Short exercise
Copy out the following lines word for word, all of them.

Coordinate annotation records

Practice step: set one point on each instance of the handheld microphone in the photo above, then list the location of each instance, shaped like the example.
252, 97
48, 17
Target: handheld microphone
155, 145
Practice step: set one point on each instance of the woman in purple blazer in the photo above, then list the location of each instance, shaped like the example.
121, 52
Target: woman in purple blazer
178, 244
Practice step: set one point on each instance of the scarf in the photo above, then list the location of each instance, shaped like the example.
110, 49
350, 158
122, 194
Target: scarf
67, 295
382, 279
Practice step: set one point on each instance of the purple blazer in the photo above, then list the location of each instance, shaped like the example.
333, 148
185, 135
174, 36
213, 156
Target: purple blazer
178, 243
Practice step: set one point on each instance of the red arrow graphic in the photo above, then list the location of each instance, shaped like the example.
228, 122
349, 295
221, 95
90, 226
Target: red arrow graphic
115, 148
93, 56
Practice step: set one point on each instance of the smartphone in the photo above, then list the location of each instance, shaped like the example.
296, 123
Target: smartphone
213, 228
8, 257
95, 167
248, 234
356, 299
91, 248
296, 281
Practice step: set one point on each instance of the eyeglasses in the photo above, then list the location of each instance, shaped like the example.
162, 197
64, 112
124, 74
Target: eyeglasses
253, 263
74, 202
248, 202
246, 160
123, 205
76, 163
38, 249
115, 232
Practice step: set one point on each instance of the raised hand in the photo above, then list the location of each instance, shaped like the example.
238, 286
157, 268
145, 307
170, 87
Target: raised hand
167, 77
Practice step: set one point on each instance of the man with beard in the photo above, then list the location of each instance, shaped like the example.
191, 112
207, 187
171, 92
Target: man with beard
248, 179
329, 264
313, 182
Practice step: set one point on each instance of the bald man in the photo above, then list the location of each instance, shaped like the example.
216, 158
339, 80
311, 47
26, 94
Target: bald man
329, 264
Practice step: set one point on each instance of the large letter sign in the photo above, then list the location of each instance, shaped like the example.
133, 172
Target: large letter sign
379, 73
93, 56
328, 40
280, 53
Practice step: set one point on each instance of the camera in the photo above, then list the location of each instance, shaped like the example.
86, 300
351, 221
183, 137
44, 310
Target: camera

Full answer
Practice step: set one point on each instance of the handheld microphone in the photo above, then list the location of each instance, shaped like the example.
252, 97
48, 17
Target: handheld microphone
155, 145
Practice step: set one point on each instance of the woman in purple blazer in the photo above, then list the location of each instance, shaped like the example.
121, 52
Target: woman in purple blazer
178, 244
Practice step: set one point on each instance of the scarf in the photo above, then list the location of each instance, shaped like the example.
110, 49
350, 158
122, 194
Target: scarf
67, 295
382, 279
Practice step: set one point on each instance of the purple blazer in the photo above, then list the location of each instance, shaped like the example.
333, 148
185, 135
174, 36
213, 156
Target: purple blazer
178, 243
Practice step: set one point on each instance of the red arrow graphic in the photo above, then list the location of each instance, shaped like the example.
228, 122
349, 295
221, 95
90, 226
Target: red arrow graphic
115, 148
93, 56
Practice step: set one point on each instance of the smartphone in the photo above, then list the location of each instance, shaped like the example.
296, 123
Target: smartphone
213, 228
8, 257
95, 167
248, 234
356, 299
91, 248
296, 281
Practice step: set one point on each instance of the eyeglasses in the photo above, then list the location of each instance, shaped like the example.
162, 197
64, 112
124, 74
Target: eyeglasses
253, 263
74, 202
248, 202
246, 160
123, 205
76, 163
38, 249
115, 232
Practice step: set one point on each instance of the raised hand in the photo above, then list the location of each instance, shaped like the example.
238, 286
157, 268
145, 307
170, 87
Target: raised hand
167, 77
Practice step: set one point on each instance of the man with beard in the photo above, then list the location of each instance, shaped like the example.
191, 112
207, 187
171, 92
Target: man with beard
248, 179
329, 264
313, 182
Practice step: set one point on each instance of the bald man in the photo above, then list the location of each instance, shaped like the example.
216, 158
339, 80
311, 47
26, 94
Target: bald man
329, 264
Practice step: set one point on each instance of the large letter sign in the photo above, then list the location of each instance, shaped like the example.
133, 172
Target: large letter sign
379, 73
93, 56
328, 40
280, 53
Practice step: set one point on each instance of the camera in the photo above, then list the location of each instance, shaped like the example.
86, 300
351, 221
183, 137
44, 310
Target: camera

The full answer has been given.